Requirement
In the telephone number standardization page below, list every field component that the standardization engine separates telephone numbers into by default.

Understanding the Master Index Standardization Engine

Telephone Number Standardization and Sun Master Index

Master index applications rely on the Master Index Standardization Engine to process telephone number data. To ensure correct processing of telephone information, you need to customize the Matching Service for the master index application according to the rules defined for the standardization engine. This includes modifying mefa.xml to define standardization of the appropriate fields. You can modify mefa.xml using the Master Index Configuration Editor.

Standardization is defined in the StandardizationConfig section of mefa.xml, which is described in detail in Match Field Configuration in Understanding Sun Master Index Configuration Options . To configure the required fields for parsing, modify the standardization structure in mefa.xml.

The following topics provide information about the fields used in processing telephone data and how to configure telephone number standardization for a master index application. The information provided in these topics is based on the default configuration.

Telephone Number Processing Fields

When standardizing telephone data, not all fields in a record need to be processed by the Master Index Standardization Engine. The standardization engine only needs to process fields that must be parsed, normalized, or phonetically converted. For a master index application, these fields are defined in mefa.xml and processing logic for each field is defined in the Standardization Engine node configuration files.

Telephone Number Standardized Fields

The Master Index Standardization Engine can process telephone data that is contained in one long free-form field and can parse that field into its individual components. By default, the standardization engine separates telephone numbers into these field components: country code, area code, phone number, and extension.

Stored data:
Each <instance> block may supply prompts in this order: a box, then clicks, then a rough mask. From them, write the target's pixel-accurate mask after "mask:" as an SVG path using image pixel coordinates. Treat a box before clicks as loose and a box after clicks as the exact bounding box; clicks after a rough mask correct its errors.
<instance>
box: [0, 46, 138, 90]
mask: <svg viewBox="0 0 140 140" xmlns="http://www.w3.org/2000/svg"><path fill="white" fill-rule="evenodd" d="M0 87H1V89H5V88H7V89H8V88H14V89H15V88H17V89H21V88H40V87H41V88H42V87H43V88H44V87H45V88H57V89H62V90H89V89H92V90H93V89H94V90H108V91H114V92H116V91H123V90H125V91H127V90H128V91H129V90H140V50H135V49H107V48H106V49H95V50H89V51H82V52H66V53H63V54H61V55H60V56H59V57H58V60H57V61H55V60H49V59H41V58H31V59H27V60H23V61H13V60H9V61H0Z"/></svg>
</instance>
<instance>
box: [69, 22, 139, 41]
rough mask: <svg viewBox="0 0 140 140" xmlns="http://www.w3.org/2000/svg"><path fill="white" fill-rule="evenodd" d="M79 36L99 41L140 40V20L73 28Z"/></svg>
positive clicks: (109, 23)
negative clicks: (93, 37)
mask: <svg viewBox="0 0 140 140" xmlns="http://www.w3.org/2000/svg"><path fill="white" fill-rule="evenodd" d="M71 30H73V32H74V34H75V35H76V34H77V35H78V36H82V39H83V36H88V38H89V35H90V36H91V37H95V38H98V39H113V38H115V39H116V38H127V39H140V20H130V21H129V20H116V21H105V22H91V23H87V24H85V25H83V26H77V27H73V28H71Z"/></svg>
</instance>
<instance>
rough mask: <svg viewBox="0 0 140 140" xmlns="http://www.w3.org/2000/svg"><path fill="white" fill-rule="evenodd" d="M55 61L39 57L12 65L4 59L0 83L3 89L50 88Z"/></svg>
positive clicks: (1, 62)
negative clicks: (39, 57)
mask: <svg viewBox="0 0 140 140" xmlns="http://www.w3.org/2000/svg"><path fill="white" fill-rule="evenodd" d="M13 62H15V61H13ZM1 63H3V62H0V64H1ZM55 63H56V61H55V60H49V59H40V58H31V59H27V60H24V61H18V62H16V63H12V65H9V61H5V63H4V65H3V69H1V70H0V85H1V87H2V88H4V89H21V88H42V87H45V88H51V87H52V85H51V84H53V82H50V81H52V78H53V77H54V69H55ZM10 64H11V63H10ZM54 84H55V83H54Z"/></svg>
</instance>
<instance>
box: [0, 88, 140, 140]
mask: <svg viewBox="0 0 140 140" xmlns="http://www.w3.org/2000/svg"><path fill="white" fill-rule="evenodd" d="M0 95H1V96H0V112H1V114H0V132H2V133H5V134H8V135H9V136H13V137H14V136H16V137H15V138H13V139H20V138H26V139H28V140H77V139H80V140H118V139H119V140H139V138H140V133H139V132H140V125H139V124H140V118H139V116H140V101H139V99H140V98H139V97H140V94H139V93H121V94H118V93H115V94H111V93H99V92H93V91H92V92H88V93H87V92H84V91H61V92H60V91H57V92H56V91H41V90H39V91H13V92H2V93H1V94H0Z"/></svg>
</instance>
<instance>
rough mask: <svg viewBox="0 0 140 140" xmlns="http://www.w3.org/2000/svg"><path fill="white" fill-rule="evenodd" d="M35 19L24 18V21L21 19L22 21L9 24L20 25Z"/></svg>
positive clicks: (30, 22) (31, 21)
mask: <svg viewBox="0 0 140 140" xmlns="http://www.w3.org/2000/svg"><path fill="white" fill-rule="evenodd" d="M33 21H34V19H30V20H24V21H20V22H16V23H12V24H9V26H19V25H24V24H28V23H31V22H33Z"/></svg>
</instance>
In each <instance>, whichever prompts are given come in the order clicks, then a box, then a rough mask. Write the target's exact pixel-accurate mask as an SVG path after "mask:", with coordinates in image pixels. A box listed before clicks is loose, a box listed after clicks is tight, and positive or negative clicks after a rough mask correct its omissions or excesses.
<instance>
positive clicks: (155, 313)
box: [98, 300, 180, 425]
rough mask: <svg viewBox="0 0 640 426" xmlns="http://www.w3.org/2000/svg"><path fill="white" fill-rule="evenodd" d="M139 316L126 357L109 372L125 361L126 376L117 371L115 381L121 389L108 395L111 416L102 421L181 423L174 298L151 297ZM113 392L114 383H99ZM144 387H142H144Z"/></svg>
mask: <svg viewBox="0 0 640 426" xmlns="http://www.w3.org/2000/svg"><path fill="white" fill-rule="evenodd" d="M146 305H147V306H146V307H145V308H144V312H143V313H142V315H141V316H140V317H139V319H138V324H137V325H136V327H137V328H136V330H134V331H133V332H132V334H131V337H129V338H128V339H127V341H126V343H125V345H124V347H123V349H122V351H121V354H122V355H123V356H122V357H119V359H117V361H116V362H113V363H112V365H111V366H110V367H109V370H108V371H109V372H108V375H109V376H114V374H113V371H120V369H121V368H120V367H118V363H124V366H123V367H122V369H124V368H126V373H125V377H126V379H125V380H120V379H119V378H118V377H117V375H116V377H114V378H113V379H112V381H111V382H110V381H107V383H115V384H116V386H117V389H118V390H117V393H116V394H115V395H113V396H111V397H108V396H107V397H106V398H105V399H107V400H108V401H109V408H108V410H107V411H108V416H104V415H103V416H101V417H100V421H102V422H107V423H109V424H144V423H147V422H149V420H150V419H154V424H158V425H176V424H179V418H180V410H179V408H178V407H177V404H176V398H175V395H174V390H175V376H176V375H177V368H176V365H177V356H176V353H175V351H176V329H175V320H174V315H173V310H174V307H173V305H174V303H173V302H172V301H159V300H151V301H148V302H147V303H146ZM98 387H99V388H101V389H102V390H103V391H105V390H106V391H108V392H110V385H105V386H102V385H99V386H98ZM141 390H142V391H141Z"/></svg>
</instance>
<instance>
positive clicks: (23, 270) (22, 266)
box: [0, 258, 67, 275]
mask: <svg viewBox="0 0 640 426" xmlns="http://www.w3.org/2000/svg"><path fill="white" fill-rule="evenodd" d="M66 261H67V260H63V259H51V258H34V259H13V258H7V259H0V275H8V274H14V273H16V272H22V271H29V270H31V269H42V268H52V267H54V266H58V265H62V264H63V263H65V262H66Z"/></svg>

Written answer
Country code, area code, phone number, and extension.